[Records from a data source]
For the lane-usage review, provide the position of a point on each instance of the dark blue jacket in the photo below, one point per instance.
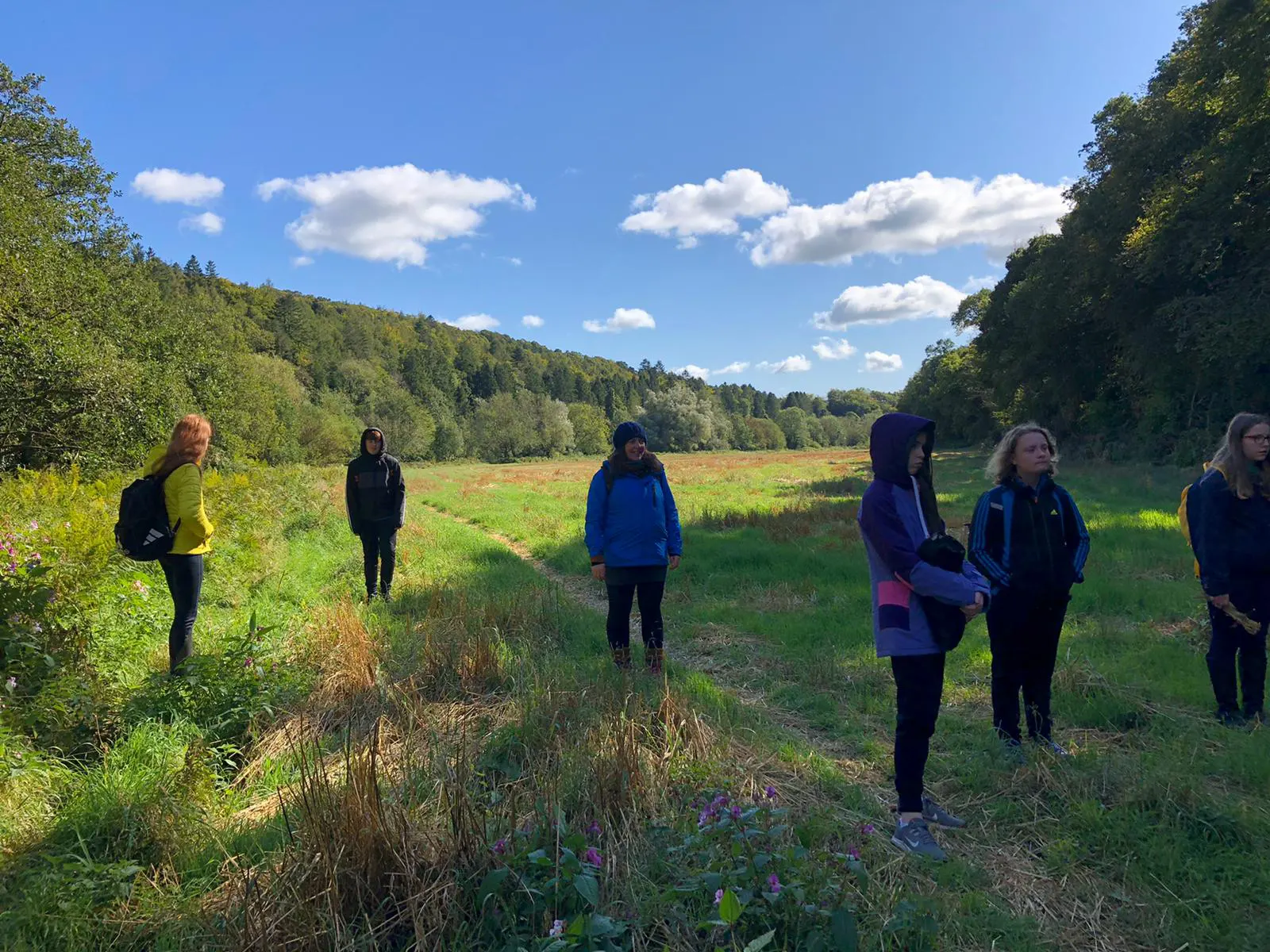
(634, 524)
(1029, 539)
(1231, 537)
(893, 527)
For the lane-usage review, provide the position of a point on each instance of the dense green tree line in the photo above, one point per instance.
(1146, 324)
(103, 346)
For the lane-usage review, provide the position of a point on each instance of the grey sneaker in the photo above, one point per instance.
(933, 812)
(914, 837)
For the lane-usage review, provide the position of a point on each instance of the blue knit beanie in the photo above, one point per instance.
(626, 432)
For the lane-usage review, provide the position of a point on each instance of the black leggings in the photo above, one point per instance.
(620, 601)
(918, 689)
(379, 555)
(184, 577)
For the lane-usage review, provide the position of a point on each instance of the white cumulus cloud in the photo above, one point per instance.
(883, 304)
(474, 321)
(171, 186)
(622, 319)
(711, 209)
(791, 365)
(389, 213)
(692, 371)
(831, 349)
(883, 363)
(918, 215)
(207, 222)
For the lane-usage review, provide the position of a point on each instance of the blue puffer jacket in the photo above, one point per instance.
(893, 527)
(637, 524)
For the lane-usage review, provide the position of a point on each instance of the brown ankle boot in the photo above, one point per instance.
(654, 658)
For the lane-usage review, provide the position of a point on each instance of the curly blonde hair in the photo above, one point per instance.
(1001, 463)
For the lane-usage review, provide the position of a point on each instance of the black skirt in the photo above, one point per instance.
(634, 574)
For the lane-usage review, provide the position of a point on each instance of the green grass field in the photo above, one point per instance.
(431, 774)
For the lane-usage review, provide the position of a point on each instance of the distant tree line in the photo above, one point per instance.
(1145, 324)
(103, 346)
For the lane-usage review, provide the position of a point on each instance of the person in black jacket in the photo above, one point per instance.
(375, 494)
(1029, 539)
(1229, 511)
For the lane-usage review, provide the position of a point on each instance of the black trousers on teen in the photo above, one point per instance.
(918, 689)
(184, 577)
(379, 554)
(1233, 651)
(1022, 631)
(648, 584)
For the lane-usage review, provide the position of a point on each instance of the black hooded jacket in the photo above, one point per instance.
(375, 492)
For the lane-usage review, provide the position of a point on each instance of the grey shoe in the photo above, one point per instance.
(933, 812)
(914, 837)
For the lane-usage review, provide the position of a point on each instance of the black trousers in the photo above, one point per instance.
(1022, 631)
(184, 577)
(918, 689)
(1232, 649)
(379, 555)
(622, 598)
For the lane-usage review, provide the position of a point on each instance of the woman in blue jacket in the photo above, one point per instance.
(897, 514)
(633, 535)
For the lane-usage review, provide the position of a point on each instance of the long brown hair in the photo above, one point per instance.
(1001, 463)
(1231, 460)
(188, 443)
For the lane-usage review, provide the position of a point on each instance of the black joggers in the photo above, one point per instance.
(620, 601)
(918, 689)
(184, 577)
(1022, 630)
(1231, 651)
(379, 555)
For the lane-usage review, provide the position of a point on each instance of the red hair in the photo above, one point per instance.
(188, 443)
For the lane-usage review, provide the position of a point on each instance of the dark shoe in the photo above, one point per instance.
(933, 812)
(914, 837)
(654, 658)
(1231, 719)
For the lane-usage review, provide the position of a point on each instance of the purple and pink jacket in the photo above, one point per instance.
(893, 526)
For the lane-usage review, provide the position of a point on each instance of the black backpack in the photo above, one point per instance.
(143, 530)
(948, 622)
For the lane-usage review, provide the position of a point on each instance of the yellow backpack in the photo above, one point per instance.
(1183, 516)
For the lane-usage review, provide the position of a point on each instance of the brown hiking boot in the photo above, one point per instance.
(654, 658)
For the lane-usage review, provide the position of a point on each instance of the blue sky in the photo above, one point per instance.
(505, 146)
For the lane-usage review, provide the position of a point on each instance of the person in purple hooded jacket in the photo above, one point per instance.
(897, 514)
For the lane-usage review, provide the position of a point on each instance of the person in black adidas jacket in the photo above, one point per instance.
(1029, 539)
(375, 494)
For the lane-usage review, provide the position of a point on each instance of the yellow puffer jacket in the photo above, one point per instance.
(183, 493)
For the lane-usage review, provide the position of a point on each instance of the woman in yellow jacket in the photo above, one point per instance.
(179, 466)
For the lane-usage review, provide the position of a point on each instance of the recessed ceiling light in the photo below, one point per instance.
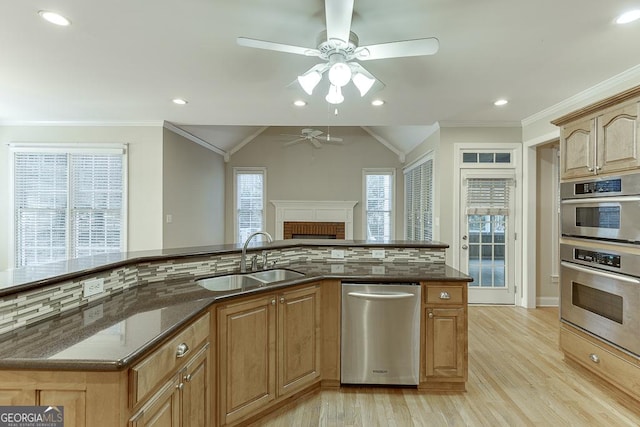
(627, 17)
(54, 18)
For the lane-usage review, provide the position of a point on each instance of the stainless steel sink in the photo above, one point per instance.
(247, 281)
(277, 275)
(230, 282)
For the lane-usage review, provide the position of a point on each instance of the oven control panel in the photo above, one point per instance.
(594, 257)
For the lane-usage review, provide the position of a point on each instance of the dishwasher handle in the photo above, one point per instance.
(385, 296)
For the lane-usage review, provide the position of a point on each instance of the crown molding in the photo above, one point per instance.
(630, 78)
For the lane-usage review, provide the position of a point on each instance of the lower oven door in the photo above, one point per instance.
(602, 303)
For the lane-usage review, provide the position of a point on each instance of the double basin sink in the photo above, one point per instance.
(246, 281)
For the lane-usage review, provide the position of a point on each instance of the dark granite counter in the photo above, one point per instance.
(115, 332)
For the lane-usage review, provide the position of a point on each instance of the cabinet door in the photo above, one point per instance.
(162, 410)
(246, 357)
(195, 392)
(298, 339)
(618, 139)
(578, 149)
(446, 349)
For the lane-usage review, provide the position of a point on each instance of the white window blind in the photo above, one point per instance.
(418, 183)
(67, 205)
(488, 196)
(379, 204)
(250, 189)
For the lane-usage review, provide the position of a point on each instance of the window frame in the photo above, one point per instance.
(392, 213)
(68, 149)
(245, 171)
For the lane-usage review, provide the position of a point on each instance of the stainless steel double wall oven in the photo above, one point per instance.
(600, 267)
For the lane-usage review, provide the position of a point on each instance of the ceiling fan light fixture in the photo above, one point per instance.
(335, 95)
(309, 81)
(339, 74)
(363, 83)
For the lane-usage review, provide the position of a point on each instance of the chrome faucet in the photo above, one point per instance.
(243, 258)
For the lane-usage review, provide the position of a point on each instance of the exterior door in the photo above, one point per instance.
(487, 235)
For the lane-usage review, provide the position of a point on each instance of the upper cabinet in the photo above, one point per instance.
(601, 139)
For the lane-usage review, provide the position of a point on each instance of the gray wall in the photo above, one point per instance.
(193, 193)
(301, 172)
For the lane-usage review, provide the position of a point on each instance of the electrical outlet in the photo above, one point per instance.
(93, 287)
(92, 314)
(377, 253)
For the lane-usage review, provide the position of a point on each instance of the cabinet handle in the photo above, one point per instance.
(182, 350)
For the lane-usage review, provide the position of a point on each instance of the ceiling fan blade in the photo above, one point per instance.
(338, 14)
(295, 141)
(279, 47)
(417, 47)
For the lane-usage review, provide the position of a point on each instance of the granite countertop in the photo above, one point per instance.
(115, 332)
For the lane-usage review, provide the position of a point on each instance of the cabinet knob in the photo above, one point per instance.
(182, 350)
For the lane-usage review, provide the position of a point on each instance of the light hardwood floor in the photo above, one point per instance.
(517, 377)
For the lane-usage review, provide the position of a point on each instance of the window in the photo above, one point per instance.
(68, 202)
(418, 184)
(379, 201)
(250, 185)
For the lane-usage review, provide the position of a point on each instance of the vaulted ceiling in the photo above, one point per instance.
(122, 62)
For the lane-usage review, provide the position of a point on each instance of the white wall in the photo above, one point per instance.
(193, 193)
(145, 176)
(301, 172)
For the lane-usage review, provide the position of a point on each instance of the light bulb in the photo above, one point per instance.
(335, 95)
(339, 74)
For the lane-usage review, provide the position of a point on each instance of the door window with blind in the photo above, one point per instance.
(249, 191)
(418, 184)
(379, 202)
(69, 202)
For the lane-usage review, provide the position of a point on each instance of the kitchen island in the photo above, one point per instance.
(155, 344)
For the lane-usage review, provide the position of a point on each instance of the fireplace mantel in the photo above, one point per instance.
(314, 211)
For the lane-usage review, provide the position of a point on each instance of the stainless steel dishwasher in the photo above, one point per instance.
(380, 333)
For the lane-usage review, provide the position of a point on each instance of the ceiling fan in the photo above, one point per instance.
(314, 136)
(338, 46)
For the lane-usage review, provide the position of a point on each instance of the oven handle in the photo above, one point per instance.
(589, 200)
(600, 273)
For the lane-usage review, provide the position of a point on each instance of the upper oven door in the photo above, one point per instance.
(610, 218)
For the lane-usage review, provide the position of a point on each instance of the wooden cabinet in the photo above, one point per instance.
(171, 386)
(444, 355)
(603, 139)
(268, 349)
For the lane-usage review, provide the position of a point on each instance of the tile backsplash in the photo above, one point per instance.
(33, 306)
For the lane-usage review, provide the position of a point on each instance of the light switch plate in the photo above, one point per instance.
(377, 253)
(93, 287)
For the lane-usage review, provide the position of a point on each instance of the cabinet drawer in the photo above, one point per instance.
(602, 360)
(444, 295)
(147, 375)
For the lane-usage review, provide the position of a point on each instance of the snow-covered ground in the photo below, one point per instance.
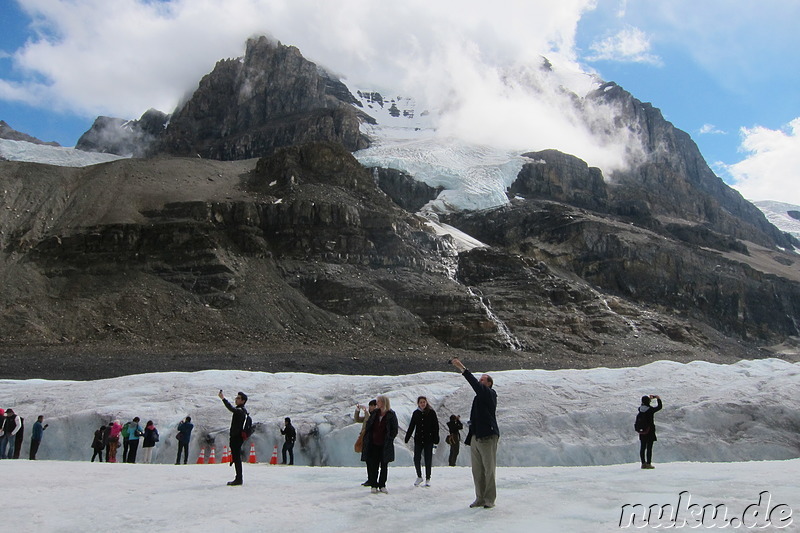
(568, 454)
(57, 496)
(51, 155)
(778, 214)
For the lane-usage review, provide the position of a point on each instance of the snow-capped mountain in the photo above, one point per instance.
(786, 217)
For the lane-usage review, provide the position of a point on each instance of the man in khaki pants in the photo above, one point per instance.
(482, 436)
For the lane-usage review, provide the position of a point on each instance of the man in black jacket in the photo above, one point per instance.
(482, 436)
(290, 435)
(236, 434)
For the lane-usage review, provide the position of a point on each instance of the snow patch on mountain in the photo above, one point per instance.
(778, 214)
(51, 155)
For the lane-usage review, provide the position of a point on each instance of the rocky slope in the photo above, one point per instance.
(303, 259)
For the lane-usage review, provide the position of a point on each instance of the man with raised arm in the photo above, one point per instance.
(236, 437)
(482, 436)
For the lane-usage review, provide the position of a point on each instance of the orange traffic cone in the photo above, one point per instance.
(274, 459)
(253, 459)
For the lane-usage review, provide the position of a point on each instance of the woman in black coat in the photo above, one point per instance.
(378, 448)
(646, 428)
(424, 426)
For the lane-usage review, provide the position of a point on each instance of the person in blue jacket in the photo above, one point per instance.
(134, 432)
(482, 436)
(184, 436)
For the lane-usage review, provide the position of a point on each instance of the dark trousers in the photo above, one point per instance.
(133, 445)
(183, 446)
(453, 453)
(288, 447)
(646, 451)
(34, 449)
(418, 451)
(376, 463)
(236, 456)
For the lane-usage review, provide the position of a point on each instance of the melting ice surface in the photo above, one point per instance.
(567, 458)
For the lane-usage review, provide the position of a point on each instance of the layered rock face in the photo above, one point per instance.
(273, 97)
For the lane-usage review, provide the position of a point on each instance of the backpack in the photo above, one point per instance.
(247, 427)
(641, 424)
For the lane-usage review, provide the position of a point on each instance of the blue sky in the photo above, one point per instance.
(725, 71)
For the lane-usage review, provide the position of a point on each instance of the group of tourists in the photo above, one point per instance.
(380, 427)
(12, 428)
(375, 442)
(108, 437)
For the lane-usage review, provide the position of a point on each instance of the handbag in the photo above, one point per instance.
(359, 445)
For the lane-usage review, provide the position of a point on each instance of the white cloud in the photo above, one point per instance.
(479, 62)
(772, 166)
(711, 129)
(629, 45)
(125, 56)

**WHAT THE EXERCISE ASKS:**
Each line above, from the one that contains "of the handbag" to the last line of the records, should be repeated exactly. Leave out all others.

**OUTPUT OF THE EXERCISE:**
For the lane-usage review, provide the position of a point on each instance of the handbag in the photo above, one point per instance.
(359, 445)
For the lane-usage review, provide the position of a point on each instance of the white cloud in the photo above, one point per instance.
(479, 62)
(772, 166)
(711, 129)
(629, 45)
(125, 56)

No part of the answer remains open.